### Task description
Will you quote all of the entries, word for word?
[Data to process start]
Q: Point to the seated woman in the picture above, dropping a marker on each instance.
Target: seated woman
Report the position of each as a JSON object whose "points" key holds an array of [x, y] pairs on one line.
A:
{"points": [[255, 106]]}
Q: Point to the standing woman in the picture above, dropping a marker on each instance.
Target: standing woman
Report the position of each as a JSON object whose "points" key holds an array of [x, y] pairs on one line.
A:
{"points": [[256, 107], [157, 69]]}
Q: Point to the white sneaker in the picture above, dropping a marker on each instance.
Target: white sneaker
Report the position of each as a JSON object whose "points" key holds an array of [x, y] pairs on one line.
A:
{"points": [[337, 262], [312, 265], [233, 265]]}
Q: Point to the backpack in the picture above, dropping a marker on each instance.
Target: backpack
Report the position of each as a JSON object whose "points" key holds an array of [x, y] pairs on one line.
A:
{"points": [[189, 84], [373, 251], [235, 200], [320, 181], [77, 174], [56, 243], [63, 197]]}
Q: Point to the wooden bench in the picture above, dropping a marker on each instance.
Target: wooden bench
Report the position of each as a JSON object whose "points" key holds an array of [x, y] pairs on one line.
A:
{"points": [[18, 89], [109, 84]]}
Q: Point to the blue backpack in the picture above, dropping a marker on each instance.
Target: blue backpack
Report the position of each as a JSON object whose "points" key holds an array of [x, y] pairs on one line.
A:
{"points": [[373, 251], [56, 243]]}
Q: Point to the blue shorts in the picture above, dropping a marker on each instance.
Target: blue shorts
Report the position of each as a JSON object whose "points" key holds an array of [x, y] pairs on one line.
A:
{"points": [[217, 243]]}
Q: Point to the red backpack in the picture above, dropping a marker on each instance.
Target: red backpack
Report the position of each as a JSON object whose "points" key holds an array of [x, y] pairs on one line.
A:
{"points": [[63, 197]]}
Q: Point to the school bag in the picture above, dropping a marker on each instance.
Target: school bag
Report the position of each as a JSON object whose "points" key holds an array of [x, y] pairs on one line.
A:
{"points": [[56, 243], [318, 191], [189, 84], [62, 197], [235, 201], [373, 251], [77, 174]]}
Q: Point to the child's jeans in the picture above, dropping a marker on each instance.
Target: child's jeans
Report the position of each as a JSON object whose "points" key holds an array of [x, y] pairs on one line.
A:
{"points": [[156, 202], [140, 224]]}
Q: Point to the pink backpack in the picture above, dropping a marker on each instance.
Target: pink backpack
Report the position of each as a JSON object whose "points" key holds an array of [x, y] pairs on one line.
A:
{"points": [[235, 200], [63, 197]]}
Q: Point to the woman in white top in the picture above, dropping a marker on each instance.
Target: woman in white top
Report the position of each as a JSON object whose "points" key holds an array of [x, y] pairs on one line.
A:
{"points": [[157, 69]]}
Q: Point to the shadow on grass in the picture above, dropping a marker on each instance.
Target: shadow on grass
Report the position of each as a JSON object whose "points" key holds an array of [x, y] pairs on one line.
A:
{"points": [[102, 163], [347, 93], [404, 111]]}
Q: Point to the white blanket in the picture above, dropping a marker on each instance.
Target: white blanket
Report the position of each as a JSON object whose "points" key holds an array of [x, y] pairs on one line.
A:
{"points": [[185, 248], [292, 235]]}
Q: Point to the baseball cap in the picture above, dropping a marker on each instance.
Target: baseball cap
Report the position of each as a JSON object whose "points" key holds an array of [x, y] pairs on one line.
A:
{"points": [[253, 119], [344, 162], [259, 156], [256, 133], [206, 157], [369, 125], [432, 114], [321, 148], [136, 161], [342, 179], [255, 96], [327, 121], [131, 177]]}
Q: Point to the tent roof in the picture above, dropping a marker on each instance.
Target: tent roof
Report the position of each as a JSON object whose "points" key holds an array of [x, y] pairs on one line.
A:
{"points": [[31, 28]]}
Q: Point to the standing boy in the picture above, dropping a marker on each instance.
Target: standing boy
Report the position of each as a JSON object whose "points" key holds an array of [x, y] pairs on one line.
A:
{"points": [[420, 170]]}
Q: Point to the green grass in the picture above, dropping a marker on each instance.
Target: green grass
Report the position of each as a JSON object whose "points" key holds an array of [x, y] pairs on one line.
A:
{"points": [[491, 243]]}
[Data to process end]
### Answer in full
Q: Point to the seated woman in the picture above, dropping a marker on each instance.
Target: seated woman
Report the position of each as a JSON object whose "points" key holds an array of [x, y] pairs on one line.
A:
{"points": [[255, 106]]}
Q: Point to the standing woman in the picture above, dropping a marker on each instance.
Target: standing woman
Report the position of each as a JSON object whose "points" key holds an array of [x, y] pairs on one line.
A:
{"points": [[256, 107], [157, 69]]}
Q: Point to the white sneaker in the picture above, dropping a marker on each instance.
Target: white sneaker
Report the position of each as a JSON object whose "points" key holds an array of [x, y] pairs on one line.
A:
{"points": [[337, 262], [312, 265], [233, 265]]}
Q: Point to the backpack in the picture above, dropping a marker on each instance.
Target: backpack
Report the position of each as a JSON object whose "points" key holds an array of [x, y] pairs on one line.
A:
{"points": [[189, 84], [373, 251], [235, 200], [320, 181], [77, 174], [56, 243], [63, 197]]}
Q: Point to the wooden bench in the picture above, dropping a marker on each instance.
Target: wooden bench
Report the position of each as a JSON object whose "points" key holds an array of [x, y] pairs on one line.
A:
{"points": [[18, 89], [109, 84]]}
Q: Point to the blue backpack in the picture above, dropping a marker on each instance.
Target: blue backpack
Report the position of each as a JSON object whose "points" key holds an array of [x, y] pairs on one line.
A:
{"points": [[373, 251], [56, 243]]}
Q: Point to the blue shorts in the picture above, dropping a marker on each instance.
Target: blue shorts
Report the position of each as a JSON object whose "points" key holds an array of [x, y] pairs on one line.
A:
{"points": [[217, 243]]}
Q: Point to the red backpack in the picture above, dropping a marker on each instance.
Target: red backpack
Report the position of each as a JSON object whose "points" key holds an array of [x, y] pairs on one line.
A:
{"points": [[63, 197]]}
Q: Point to the school bag in the picture above, dropping a marker on each instance.
Target: school bag
Report the position of each as a JSON object whose "points" key holds an array of [x, y] pairs on one line.
A:
{"points": [[56, 243], [318, 191], [189, 84], [62, 197], [235, 201], [373, 251], [77, 174]]}
Q: Point to the child's jeans in the picture above, dropping a marker on each instance.
Target: child's jeans
Report the position of each as a JSON object whose "points" key holds an array of [x, y] pairs on one line.
A:
{"points": [[156, 202], [140, 224]]}
Q: Point to the pink backpack in the picture above, dropping a marker on each instance.
Target: pink backpack
Report the position of each as a JSON object whose "points" key holds an array of [x, y] pairs on one line.
A:
{"points": [[235, 200], [63, 197]]}
Q: Point to the woman in white top in the picture above, dropping a marker on each instance.
Target: woman in white top
Report the position of each as a JSON object whose "points" key holds an array of [x, y] pairs on one line.
A:
{"points": [[157, 69]]}
Q: Point to the shadow on grass in the picture above, dropping a marker on each instance.
Target: shadow on grass
Report the position of each as a JSON object whose "points" key holds an array of [x, y] pairs on one line.
A:
{"points": [[102, 163], [347, 93], [404, 111]]}
Q: Point to the white blanket in the picture above, dropping a marker on each instance.
Target: white blanket
Report the position of each as a JSON object whose "points" key holds an array of [x, y] pairs on one line.
A:
{"points": [[185, 248], [292, 235]]}
Q: Point to the baseball cap in the picture above, dropping a marker on each instance.
Target: baseball cap
Report the position of each as a JSON object whose "points" key holds an array of [x, y] pairs on one line.
A:
{"points": [[253, 119], [344, 162], [259, 156], [256, 133], [206, 157], [369, 125], [432, 114], [321, 148], [136, 161], [342, 179], [255, 96], [327, 121], [131, 177]]}
Q: Point to the tent roof in the picture above, dropping a marker on each instance.
Target: tent roof
Report the position of each as a JSON object whose "points" key holds an array of [x, y] pairs on one line.
A:
{"points": [[31, 28]]}
Q: Point to the standing boy in the picture above, dropping a marker on each instance.
Target: standing boy
Report the position of each as a JSON object whose "points" key holds an array of [x, y] pairs on one line.
A:
{"points": [[420, 170]]}
Q: Point to the green grass in the picture above, dropping a marker on each instance.
Target: green grass
Report the position of each as a JSON object whose "points" key holds an array of [x, y] pairs on one line.
A:
{"points": [[491, 243]]}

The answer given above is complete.